---- 本文抜粋

「リーガル」のアンチエイジング戦略から学ぶべきもの
靴の「リーガル」ブランドを運営するリーガルコーポレーションが若年層ターゲットの新店舗をオープンした。そこに隠された狙いから学んでみよう。
3月16日付・日経MJのコラム「戦略拠点 あすを拓く」は、「リーガル(REGAL)」の新展開が掲載されている。「リーガル・シュー・アンドカンパニー 若者向け特化、流行も探る」と見出しにある。ショップの所在地は東京都渋谷区神南。渋谷と原宿の中間ぐらいの場所、ファッションの中心地だ。そこに約50平方メートルの少し小さなショップを開くまでには、紆余曲折があったようだ。
記事によれば、リーガルの現在の主要顧客層は40~50代。今年50周年を迎えるというリーガルブランドも、業容を拡大すると共にファンも増やしていったが、顧客層の年齢が上がっていることが課題だったという。

--------

課題一覧:
• A. リーガルの記事を2文で要約する。
• B. 次の(i)~(iii)がリーガルの記事の内容と合うかどうかを、それぞれ「はい」か「いいえ」で答え、根拠となる記事の語句をそのまま引用する。
(i) 新店舗の所在地は東京都渋谷区神南である。
(ii) リーガルの現在の主要顧客層は20~30代である。
(iii) リーガルブランドは今年100周年を迎える。
• C. リーガルの記事の続きを書いてください。
記録はリーガルの記事とは無関係の別資料である。

---- 提供された記録

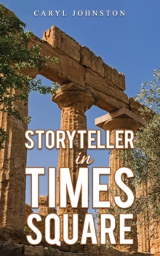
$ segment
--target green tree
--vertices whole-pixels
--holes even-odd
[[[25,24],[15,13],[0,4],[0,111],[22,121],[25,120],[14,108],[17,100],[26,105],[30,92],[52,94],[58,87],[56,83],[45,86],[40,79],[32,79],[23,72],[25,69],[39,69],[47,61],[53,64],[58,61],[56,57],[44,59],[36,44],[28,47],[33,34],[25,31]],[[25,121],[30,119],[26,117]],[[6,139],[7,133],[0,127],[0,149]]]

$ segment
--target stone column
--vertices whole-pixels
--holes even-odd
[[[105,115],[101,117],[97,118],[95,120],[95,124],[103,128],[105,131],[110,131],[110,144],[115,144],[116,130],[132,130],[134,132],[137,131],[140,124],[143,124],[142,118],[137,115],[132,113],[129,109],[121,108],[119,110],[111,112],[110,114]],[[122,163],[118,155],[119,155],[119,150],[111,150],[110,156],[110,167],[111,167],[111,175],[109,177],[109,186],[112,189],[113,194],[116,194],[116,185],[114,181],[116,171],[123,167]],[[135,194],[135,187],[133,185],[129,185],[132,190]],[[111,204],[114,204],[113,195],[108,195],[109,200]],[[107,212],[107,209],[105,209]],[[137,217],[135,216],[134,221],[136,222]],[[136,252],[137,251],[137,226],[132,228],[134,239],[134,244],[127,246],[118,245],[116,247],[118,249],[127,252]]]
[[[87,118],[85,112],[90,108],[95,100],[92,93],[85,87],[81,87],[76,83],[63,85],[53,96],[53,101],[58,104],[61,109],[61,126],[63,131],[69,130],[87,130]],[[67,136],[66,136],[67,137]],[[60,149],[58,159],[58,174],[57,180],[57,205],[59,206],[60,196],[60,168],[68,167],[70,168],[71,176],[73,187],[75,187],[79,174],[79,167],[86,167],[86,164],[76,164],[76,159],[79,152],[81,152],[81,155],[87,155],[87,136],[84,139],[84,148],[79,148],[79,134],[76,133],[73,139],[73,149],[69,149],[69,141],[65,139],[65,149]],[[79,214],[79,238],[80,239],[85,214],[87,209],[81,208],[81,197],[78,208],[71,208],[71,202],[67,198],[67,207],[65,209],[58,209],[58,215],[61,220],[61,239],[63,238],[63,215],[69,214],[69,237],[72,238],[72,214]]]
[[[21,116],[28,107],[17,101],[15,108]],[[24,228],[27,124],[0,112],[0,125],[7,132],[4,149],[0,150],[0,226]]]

--------
---- 提供された記録

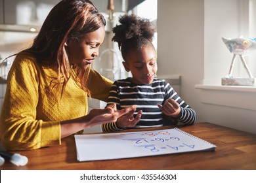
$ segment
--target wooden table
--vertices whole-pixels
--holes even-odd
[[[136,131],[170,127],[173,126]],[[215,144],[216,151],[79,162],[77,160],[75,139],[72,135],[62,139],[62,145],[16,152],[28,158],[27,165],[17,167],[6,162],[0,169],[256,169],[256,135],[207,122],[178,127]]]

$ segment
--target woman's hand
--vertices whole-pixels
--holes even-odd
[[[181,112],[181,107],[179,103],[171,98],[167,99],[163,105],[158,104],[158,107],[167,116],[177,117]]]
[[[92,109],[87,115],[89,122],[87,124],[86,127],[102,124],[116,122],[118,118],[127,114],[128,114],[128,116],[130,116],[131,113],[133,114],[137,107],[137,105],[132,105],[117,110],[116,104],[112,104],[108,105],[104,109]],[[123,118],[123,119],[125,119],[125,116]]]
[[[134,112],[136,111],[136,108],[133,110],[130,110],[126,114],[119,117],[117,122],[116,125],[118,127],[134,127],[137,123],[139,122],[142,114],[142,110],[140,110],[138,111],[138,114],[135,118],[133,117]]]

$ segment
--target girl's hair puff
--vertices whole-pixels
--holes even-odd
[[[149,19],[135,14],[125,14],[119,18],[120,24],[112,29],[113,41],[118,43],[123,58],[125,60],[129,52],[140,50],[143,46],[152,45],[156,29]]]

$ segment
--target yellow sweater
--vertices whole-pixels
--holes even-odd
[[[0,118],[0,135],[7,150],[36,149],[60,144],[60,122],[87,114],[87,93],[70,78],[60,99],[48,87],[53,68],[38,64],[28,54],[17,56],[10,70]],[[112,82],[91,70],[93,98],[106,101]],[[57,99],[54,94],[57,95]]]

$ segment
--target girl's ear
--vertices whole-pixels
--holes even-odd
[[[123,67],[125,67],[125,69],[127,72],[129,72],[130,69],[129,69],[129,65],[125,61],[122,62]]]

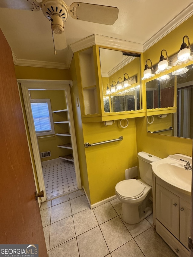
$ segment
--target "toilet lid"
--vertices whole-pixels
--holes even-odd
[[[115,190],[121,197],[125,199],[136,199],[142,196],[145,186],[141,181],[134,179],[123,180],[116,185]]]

--------
---- 提供された記録

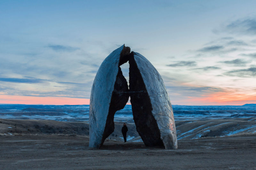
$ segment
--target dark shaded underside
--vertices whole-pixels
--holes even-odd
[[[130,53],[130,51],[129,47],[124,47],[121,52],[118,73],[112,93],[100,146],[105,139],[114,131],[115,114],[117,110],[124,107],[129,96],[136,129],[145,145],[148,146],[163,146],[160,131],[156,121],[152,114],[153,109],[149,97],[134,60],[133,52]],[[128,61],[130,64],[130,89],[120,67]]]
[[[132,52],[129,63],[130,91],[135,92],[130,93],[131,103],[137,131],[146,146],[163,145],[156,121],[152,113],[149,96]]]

--------

課題の解答:
• A. 靴の「リーガル」ブランドを運営するリーガルコーポレーションが、東京都渋谷区神南に約50平方メートルの若年層向け新店舗を開いた。同ブランドの現在の主要顧客層は40~50代で、顧客層の年齢が上がっていることが課題だったという。

• B.
(i) はい。「ショップの所在地は東京都渋谷区神南」
(ii) いいえ。「リーガルの現在の主要顧客層は40~50代」
(iii) いいえ。「今年50周年を迎えるというリーガルブランド」

• C.
「顧客も歳を取る」。これは忘れがちな事実である。
自社(Company)として強いブランドは「排他性」がある。それは競合(Competitor)に対する差別化だけではなく、顧客(Customer)の支持を得て取り込み、囲い込むうちに、ファン層が固定化して属性の異なる客層が近寄りがたくなってしまうのだ。
もちろん、誰も彼も相手にしていたのでは強いブランドにはなれない。しかし、偏って固定化した顧客のニーズにだけ応えていると、ファン層と共にブランドも加齢する。「アンチエイジング」が必要なのである。
記事の店内風景の写真には「カジュアル靴の品揃えを充実させて、課題である若年層の取り込みにつなげる」と説明文が添えられている。また、文中には「従来方式にとらわれない新たな商品戦略を探る重要な“試験場”でもある」と記されている。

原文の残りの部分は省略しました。